SOURCE DOCUMENT:
=====
Also known as styrofoam, polystyrene is a petroleum-based plastic that has a devastating impact on the environment. Not only is polystyrene believed to be a human carcinogen, but it is completely non-biodegradable, and is now considered to be the main component of marine debris. In addition to this, the manufacturing of polystyrene leads to the release of waste containing harmful chemicals, while food contained in polystyrene has these chemicals leached into it. While the material may have first gained popularity due to the way in which it is lightweight and has effective insulation properties, there are a number of eco-friendly alternatives to polystyrene, which not only work just as well, but are much safer for both humans as well as the environment.
Mushroom packaging is grown from fungus, which digests agricultural by-products and binds them together, creating a completely natural and non-toxic structural material. Not only is mushroom packaging completely biodegradable, but it also has a number of different applications, and could soon easily replace polystyrene and plastic across a wide range of industries.
Other Compostable Containers
In addition to the mushroom packaging, there are a number of other compostable containers available that are a fantastic alternative to polystyrene. From disposable plates made of corn starch, biodegradable cups and utensils made from peat, and take-out boxes made from recycled plants and wood fibre, there are now many different options out there, giving individuals and businesses no excuse to immediately turn to polystyrene. More than 90% of the polystyrene lying in the landfills of New York comes from food containers, and the need for change is now more urgent than ever.
=====
DATA TO EXAMINE:
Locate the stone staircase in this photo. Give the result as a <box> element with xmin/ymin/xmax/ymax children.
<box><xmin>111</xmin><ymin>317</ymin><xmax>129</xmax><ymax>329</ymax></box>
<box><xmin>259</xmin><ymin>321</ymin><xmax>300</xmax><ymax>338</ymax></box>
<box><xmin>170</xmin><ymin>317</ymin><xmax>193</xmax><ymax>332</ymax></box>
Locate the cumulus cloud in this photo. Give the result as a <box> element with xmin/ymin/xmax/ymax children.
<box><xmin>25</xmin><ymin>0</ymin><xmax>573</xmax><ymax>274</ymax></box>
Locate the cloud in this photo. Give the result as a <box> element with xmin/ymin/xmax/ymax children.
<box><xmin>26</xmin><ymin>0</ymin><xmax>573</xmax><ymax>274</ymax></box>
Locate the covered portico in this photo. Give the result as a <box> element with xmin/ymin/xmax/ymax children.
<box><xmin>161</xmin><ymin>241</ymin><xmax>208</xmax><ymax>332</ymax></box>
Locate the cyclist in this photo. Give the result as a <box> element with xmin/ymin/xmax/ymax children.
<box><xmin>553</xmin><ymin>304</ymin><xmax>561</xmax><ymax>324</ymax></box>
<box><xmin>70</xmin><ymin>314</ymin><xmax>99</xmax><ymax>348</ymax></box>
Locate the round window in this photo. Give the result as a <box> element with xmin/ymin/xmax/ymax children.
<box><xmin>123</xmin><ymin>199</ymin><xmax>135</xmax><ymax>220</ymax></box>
=====
REQUIRED WORK:
**1)** In the text on polystyrene alternatives, list each compostable item named under "Other Compostable Containers" with the material it is made from.
**2)** Write the next paragraph of the text on polystyrene alternatives, picking up after its last sentence.

RESPONSES PER TASK:
**1)**
- Disposable plates: corn starch
- Biodegradable cups: peat
- Utensils: peat
- Take-out boxes: recycled plants and wood fibre

**2)**
While naturally biodegradable packaging is great, it still ends up in a landfill, and avoiding this altogether is much more eco-friendly in the long run. Many major cities around the world have been launching initiatives when it comes to reusable containers and mugs, and these areas have witnessed significant decreases in the amount of polystyrene that ends up in landfills. From high-quality plastics to ceramics to stainless steel, the reusable containers can be made from a number of different materials, depending on what their purpose needs to be.
While edible containers may be more of a luxury product, the concept is one that could revolutionize the way in which mass market food is packaged in the future. From an edible gelatinous skin that protects a product, to edible cups in a variety of flavors to replace those dreaded disposable cups at parties and offices, to baked goods served in an edible bread box, the innovations in this area are only just beginning, and edible containers could soon become an exciting part of our future.
As the harmful effects of polystyrene become more and more acknowledged, countries all over the world are beginning to ban the material. From New York to Paris, the changes are already in effect, making it even more important to begin to look into eco-friendly and sustainable alternatives, doing your part to help to clear the heaving landfills.